Source extract —

+===+

Externally, maintaining progress with CTRP efforts faces shifting national interests, characterized foremost by Russia’s re-evaluation of its arrangement with the United States. The risk of such shifts is not the sudden embrace of WMD proliferation; rather it is the danger of slackening focus on the urgency of threat reduction. In addition, cooperative threat reduction strategies might well find future crises that involve proliferation concerns extremely hard to affect. Just think of the proliferation fears that experts have about the collapse of the Assad regime in Syria, the implosion of the North Korean regime, or the potential cascade effect of Iranian development of nuclear weapons.

Domestically, commemorating two-decades of CTRP success should not underestimate looming political problems. Richard Lugar is no longer in the Senate, which raises questions about who will assume the burden of leadership he bore effectively on this issue for so many years. And leadership will be needed because the United States is facing wrenching choices at home and abroad as the moment of reckoning with its worsening fiscal crisis is upon the nation’s political institutions. Senator Lugar’s defeat in a primary election demonstrates the lack of traction his statesmanship on WMD proliferation had with voters–a cautionary tale for any politician operating in an extremely polarized country fixated on domestic issues and living well beyond its fiscal means.

In January 2013, my employer, Indiana University, named Richard Lugar a Distinguished Scholar and Professor of Practice in its new School of Global and International Studies. Professor Lugar (how strange that sounds) is donating his senatorial papers to Indiana University, a gift that will provide a treasure trove of resources for research on many issues, but especially his dedication to reducing the dangers of WMD proliferation. We still have much to learn . . .


One Comment on “Thank You, Senator Lugar. And Welcome, Professor Lugar”

+===+

Data extract —
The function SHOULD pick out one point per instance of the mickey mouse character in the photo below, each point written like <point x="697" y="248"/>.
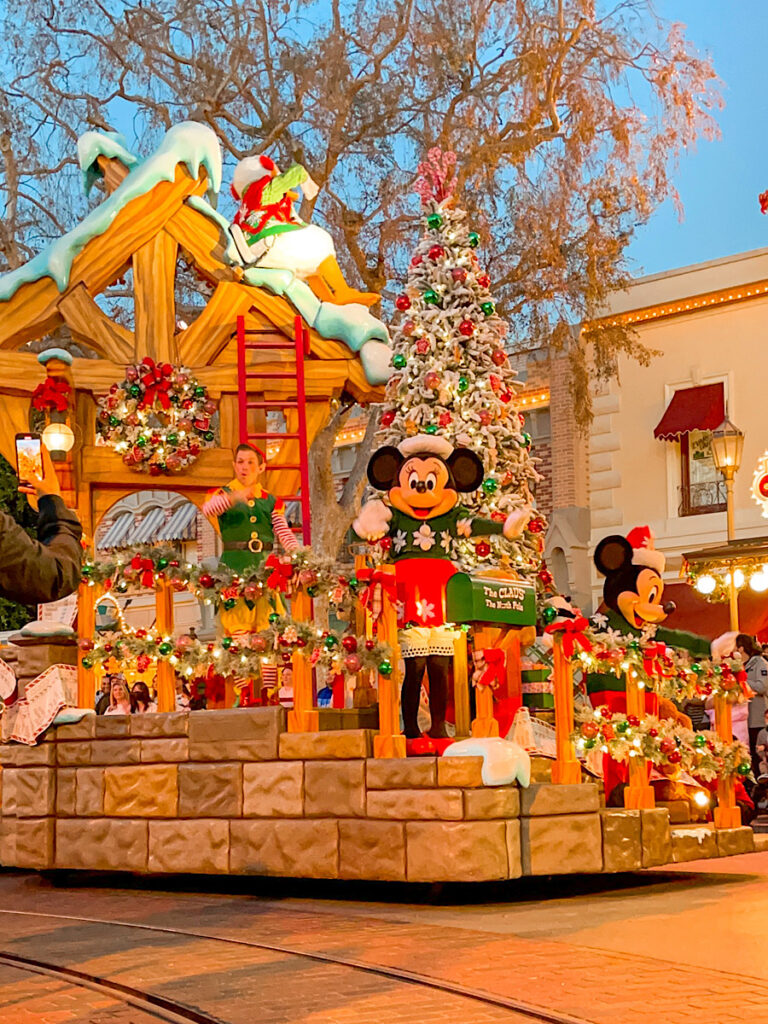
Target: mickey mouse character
<point x="423" y="477"/>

+===+

Work instruction — Return the whole passage about Richard Lugar and threat reduction word for word, with nothing changed.

Response for this exercise —
Externally, maintaining progress with CTRP efforts faces shifting national interests, characterized foremost by Russia’s re-evaluation of its arrangement with the United States. The risk of such shifts is not the sudden embrace of WMD proliferation; rather it is the danger of slackening focus on the urgency of threat reduction. In addition, cooperative threat reduction strategies might well find future crises that involve proliferation concerns extremely hard to affect. Just think of the proliferation fears that experts have about the collapse of the Assad regime in Syria, the implosion of the North Korean regime, or the potential cascade effect of Iranian development of nuclear weapons.

Domestically, commemorating two-decades of CTRP success should not underestimate looming political problems. Richard Lugar is no longer in the Senate, which raises questions about who will assume the burden of leadership he bore effectively on this issue for so many years. And leadership will be needed because the United States is facing wrenching choices at home and abroad as the moment of reckoning with its worsening fiscal crisis is upon the nation’s political institutions. Senator Lugar’s defeat in a primary election demonstrates the lack of traction his statesmanship on WMD proliferation had with voters–a cautionary tale for any politician operating in an extremely polarized country fixated on domestic issues and living well beyond its fiscal means.

In January 2013, my employer, Indiana University, named Richard Lugar a Distinguished Scholar and Professor of Practice in its new School of Global and International Studies. Professor Lugar (how strange that sounds) is donating his senatorial papers to Indiana University, a gift that will provide a treasure trove of resources for research on many issues, but especially his dedication to reducing the dangers of WMD proliferation. We still have much to learn . . .


One Comment on “Thank You, Senator Lugar. And Welcome, Professor Lugar”